=== YOUR OBJECTIVE ===
Please print the lines below verbatim, leaving out the pictures.

start DATA SECTION

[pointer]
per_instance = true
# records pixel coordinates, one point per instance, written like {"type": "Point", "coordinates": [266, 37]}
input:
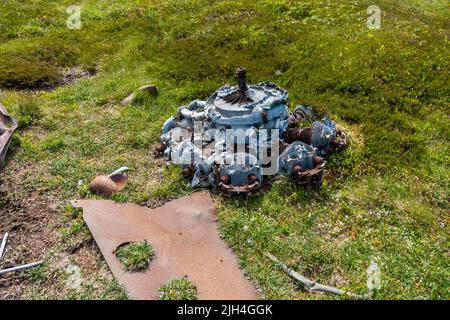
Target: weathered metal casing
{"type": "Point", "coordinates": [198, 138]}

end DATA SECTION

=== FINAL RESULT ===
[pointer]
per_instance = true
# records pixel coordinates, one point per instance, written like {"type": "Point", "coordinates": [266, 37]}
input:
Target: weathered metal casing
{"type": "Point", "coordinates": [198, 138]}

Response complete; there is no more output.